DATA:
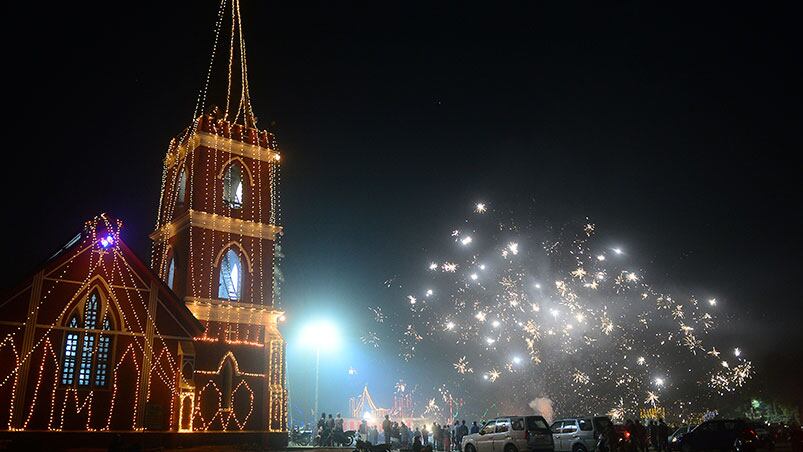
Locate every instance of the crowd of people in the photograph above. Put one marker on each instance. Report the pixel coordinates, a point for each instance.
(418, 438)
(636, 437)
(329, 431)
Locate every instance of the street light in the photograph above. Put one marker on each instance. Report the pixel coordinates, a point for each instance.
(320, 335)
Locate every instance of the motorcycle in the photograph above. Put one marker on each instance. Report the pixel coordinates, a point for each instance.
(301, 437)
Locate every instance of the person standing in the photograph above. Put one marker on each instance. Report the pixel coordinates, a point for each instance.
(663, 435)
(653, 429)
(363, 430)
(387, 428)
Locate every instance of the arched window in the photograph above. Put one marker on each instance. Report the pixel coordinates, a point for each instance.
(231, 276)
(181, 192)
(228, 376)
(87, 346)
(171, 271)
(233, 186)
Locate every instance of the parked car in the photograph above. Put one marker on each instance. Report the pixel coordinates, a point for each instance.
(722, 434)
(511, 434)
(674, 438)
(578, 434)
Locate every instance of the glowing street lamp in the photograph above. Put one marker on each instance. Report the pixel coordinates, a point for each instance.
(319, 335)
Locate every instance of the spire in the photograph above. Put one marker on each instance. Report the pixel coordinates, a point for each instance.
(228, 30)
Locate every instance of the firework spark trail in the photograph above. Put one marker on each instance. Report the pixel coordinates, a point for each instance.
(597, 334)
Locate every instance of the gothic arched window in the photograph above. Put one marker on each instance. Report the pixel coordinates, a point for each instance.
(228, 375)
(70, 352)
(231, 276)
(233, 186)
(171, 271)
(181, 192)
(86, 354)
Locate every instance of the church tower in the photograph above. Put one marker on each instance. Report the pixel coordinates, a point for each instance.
(215, 247)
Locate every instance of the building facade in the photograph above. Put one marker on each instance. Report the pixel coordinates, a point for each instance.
(94, 341)
(97, 341)
(214, 246)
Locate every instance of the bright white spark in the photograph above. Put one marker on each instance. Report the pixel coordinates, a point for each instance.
(652, 398)
(493, 375)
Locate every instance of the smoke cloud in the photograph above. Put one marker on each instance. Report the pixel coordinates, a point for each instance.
(543, 406)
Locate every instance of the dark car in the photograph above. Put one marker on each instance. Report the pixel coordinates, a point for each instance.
(674, 438)
(722, 434)
(538, 434)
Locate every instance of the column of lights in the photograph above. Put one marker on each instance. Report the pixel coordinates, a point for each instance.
(82, 288)
(10, 340)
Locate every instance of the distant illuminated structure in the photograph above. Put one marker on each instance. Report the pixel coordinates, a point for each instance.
(363, 407)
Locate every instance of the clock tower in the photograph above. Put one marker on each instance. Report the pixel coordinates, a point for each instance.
(215, 247)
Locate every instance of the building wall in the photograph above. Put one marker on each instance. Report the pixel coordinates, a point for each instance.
(141, 387)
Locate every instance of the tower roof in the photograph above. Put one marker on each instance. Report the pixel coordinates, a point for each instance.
(227, 65)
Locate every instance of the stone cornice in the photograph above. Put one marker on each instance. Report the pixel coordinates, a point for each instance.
(224, 144)
(206, 309)
(216, 222)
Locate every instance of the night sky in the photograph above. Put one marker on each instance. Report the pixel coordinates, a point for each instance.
(674, 129)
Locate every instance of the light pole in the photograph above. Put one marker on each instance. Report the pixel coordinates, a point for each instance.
(317, 373)
(321, 335)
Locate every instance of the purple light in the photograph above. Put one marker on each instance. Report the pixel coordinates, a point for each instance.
(107, 241)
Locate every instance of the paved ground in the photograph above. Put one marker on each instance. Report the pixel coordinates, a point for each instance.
(783, 447)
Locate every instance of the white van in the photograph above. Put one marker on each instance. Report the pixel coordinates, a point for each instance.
(511, 434)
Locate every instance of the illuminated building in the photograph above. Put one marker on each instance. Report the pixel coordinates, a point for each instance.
(97, 341)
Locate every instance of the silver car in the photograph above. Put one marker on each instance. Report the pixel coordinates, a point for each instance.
(578, 434)
(511, 434)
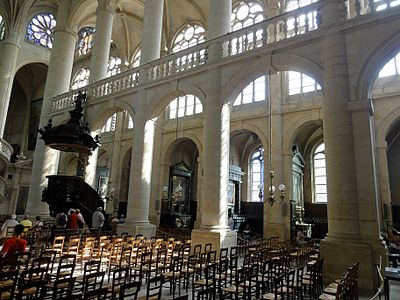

EXERCISE INSTRUCTIONS: Copy exactly what appears from the line holding "Locate every instance of the paved" to the end of the material, keeping both end lines. Pictures are not part of the copy.

OUTPUT:
Locate every instance of the paved ground in the photograph above. Put one marker on each instance. Report the pixel coordinates, a point for each instance.
(783, 447)
Locate every instance of the white van in the photograph above. Put one marker on each instance. Report the pixel coordinates, a point for each instance.
(511, 434)
Locate every instance of the illuminated building in the photograph above. Put one marker on each instance. Report the pixel coordinates, a point for each instance.
(97, 341)
Locate every instance of the silver car in the photograph above. Put one marker on each instance. Report the pixel coordinates, a point for each instance.
(578, 434)
(511, 434)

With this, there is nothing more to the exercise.